Rewrite the lines between the one holding "Hi there — would you mind finding the wooden" and the end of the rows, inclusive, keeping the requests and their sample boxes unchanged. Scale every box coordinate in the answers by 1.2, rounding each result to a whole number with halves rounded up.

Photo labels with bounding boxes:
** start **

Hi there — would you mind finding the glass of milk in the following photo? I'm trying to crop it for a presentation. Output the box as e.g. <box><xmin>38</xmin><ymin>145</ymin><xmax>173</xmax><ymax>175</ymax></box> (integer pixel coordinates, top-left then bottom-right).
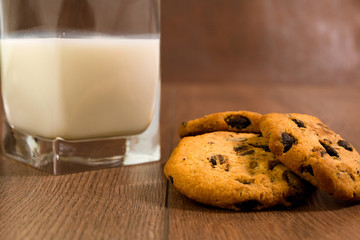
<box><xmin>0</xmin><ymin>0</ymin><xmax>160</xmax><ymax>174</ymax></box>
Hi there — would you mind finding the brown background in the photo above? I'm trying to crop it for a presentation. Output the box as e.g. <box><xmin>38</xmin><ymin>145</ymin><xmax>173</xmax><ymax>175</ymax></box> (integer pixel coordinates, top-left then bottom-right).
<box><xmin>0</xmin><ymin>0</ymin><xmax>360</xmax><ymax>240</ymax></box>
<box><xmin>162</xmin><ymin>0</ymin><xmax>360</xmax><ymax>84</ymax></box>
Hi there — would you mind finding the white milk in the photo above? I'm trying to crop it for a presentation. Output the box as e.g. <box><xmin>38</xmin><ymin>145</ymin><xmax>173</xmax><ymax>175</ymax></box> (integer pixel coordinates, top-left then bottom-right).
<box><xmin>1</xmin><ymin>38</ymin><xmax>159</xmax><ymax>139</ymax></box>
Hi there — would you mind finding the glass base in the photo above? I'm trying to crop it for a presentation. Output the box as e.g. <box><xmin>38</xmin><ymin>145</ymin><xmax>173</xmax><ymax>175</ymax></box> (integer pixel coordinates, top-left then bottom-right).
<box><xmin>2</xmin><ymin>103</ymin><xmax>160</xmax><ymax>175</ymax></box>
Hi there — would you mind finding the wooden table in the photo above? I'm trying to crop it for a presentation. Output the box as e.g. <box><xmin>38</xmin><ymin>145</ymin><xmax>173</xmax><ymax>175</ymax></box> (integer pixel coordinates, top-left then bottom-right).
<box><xmin>0</xmin><ymin>81</ymin><xmax>360</xmax><ymax>240</ymax></box>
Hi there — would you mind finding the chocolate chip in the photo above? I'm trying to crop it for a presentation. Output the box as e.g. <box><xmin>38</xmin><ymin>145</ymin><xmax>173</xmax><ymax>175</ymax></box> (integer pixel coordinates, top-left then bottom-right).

** end **

Final result =>
Hi there — would you mind finding the wooden table in the photo above? I'm trying to crop it for a presentation. Output the box as e.g. <box><xmin>38</xmin><ymin>145</ymin><xmax>173</xmax><ymax>175</ymax></box> (integer pixel coordinates, top-left then bottom-right).
<box><xmin>0</xmin><ymin>97</ymin><xmax>432</xmax><ymax>288</ymax></box>
Hi there — would you mind finding the chocolate chip in the photo above? I'm trying to crop it for a presentation. Output the box as e.g. <box><xmin>38</xmin><ymin>145</ymin><xmax>173</xmax><ymax>175</ymax></box> (integer pixel coordinates, top-left then bottom-right).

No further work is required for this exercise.